_WHAT YOU WILL DO_
Transcribe the entries exactly as given and skip whatever images they hold.

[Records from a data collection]
┌──
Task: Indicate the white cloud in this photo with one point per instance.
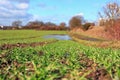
(11, 10)
(23, 5)
(79, 14)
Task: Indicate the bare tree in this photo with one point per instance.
(76, 21)
(110, 13)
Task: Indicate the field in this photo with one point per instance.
(26, 55)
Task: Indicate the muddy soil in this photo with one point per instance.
(22, 45)
(86, 38)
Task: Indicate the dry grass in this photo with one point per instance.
(96, 32)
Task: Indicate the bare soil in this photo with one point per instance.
(22, 45)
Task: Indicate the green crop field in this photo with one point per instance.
(26, 55)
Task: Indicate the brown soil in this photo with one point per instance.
(95, 72)
(22, 45)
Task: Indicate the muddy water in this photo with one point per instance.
(58, 37)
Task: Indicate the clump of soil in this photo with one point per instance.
(95, 72)
(22, 45)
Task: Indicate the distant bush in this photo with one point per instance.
(114, 31)
(86, 26)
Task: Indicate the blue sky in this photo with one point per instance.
(56, 11)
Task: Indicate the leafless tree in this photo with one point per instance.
(110, 13)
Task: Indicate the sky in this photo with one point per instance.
(55, 11)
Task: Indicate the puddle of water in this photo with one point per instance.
(58, 37)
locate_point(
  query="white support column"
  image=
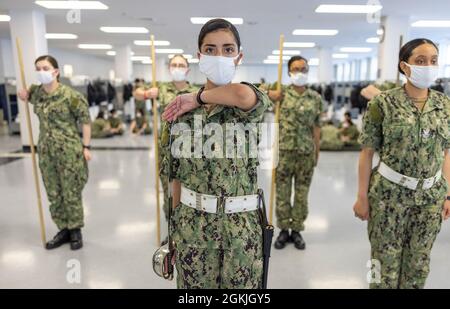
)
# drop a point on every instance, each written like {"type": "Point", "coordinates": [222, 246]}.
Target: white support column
{"type": "Point", "coordinates": [29, 27]}
{"type": "Point", "coordinates": [325, 65]}
{"type": "Point", "coordinates": [389, 48]}
{"type": "Point", "coordinates": [123, 64]}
└──
_EXERCISE SOLUTION_
Task: Indicate the white cloud in this photo with one point per instance.
(11, 10)
(23, 5)
(79, 14)
Task: Indicate the bare tree in this photo with one point per instance.
(76, 21)
(110, 13)
Task: Indicate the field in this photo with one point per instance.
(26, 55)
Task: Indicate the muddy soil in this photo with one point per instance.
(22, 45)
(86, 38)
Task: Indicate the dry grass in this photo with one point per instance.
(96, 32)
Task: Indicate the bare soil in this photo with one point per instance.
(22, 45)
Task: Indicate the green crop field in this photo with one point per instance.
(26, 55)
Task: Indicate the brown soil in this photo with one point per instance.
(95, 72)
(22, 45)
Task: Indicate the muddy water in this photo with one point per instance.
(58, 37)
Task: Indicate the clump of soil in this photo with one point per instance.
(95, 72)
(22, 45)
Task: Indicate the distant bush in this photo with one point per instance.
(114, 31)
(86, 26)
Task: Indicate the blue sky in this photo with one point per instance.
(56, 11)
Task: Indicate the leafless tree in this photo with one point per instance.
(110, 13)
Task: Indicate the sky in this photo with one point per instance.
(55, 11)
Task: Indicate the puddle of water in this photo with one point per instance.
(58, 37)
locate_point(
  query="white support column"
  image=
)
# drop a point on every instance, each written like {"type": "Point", "coordinates": [222, 246]}.
Target: white support column
{"type": "Point", "coordinates": [29, 27]}
{"type": "Point", "coordinates": [325, 65]}
{"type": "Point", "coordinates": [389, 48]}
{"type": "Point", "coordinates": [123, 64]}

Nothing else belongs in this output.